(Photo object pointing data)
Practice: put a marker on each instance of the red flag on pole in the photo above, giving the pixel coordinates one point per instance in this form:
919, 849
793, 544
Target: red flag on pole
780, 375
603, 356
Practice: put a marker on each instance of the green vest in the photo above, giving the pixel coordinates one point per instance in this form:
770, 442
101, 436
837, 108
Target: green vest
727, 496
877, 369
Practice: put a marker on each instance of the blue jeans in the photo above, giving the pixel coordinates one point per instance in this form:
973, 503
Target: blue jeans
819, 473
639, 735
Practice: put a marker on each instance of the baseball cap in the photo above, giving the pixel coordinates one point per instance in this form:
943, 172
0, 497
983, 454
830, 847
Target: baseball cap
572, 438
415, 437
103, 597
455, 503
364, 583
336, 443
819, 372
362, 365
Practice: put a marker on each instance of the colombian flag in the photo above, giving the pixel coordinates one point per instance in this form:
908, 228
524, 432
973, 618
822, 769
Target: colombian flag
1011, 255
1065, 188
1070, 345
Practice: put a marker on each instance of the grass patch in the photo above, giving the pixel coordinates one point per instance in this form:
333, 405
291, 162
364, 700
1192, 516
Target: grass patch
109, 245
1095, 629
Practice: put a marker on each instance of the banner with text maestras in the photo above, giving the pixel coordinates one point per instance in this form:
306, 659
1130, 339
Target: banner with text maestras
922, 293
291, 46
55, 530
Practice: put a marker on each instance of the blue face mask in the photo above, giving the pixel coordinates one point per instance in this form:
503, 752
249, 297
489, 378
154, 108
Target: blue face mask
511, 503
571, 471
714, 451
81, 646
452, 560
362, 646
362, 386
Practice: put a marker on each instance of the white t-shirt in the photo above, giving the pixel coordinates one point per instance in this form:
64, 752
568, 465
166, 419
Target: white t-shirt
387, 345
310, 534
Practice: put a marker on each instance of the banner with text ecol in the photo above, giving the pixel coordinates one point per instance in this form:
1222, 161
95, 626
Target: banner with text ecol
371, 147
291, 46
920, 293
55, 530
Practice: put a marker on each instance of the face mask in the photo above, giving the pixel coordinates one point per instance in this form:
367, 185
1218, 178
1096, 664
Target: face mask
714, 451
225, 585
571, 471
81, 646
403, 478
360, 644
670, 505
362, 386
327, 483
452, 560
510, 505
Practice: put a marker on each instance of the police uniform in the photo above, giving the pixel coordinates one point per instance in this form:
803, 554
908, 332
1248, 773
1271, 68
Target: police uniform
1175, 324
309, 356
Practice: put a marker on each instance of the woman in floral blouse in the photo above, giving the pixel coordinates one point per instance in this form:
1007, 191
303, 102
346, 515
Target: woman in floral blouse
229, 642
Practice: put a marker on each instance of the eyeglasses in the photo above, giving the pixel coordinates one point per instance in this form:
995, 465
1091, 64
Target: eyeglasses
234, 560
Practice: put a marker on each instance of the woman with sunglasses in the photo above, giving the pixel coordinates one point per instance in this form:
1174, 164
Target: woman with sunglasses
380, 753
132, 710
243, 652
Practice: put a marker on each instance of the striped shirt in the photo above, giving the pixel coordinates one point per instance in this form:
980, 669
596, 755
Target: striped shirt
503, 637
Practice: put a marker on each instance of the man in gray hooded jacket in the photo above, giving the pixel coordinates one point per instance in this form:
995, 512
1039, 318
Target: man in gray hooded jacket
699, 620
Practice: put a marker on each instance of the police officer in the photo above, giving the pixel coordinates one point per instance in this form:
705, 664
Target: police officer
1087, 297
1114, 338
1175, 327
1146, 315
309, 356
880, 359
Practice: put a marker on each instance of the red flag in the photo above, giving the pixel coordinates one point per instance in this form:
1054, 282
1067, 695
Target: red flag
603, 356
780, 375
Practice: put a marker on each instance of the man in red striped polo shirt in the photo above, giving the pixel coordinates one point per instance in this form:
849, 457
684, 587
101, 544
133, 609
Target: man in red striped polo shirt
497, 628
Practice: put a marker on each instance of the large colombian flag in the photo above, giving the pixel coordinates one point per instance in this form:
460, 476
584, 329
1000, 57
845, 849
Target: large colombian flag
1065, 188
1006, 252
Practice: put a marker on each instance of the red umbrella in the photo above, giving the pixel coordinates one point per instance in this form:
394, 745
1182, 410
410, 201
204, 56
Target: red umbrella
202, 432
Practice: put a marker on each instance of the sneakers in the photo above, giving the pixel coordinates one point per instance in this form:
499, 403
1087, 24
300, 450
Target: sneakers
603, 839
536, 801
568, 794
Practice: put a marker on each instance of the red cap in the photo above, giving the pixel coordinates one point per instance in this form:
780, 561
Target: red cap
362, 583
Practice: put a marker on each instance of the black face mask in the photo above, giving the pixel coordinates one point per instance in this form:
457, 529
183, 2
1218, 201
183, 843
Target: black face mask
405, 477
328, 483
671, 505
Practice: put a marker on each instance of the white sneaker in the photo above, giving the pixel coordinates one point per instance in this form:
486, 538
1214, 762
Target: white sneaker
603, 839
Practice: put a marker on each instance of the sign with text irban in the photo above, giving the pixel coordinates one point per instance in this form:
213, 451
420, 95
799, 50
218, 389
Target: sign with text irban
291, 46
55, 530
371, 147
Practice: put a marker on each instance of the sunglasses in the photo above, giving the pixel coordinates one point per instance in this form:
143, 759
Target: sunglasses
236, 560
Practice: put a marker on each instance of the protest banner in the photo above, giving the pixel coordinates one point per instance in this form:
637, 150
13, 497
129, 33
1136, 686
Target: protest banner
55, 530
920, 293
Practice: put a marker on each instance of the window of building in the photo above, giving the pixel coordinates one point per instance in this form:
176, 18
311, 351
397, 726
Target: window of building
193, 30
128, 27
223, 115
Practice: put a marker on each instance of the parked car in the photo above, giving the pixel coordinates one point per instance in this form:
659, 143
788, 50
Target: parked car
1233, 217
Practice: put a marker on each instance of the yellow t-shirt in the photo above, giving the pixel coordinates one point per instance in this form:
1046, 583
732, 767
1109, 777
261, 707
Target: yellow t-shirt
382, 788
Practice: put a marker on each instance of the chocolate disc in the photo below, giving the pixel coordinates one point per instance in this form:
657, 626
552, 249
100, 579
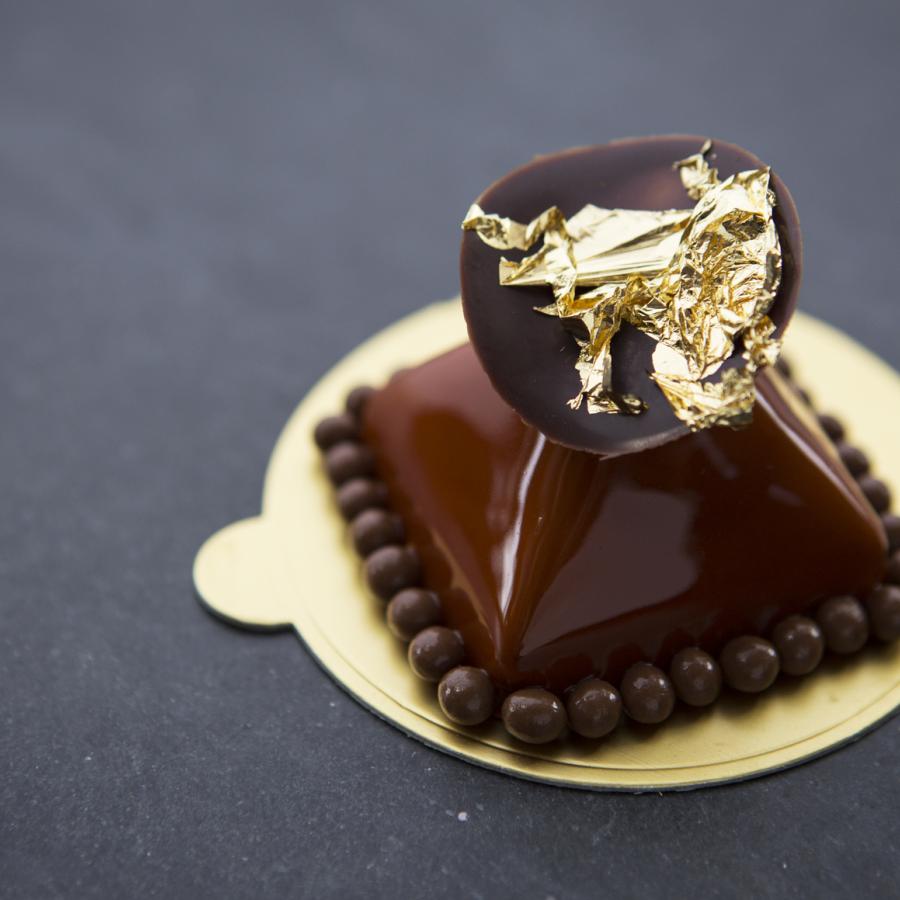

### WHAT TO WORK ON
Extract every line of the data above that contains the string "ecol", matching case exactly.

### THE OUTPUT
Practice: put a marker on each instance of the banner with text ecol in the photo above, giving the pixel coordinates one point per instance in this form:
Target: banner with text ecol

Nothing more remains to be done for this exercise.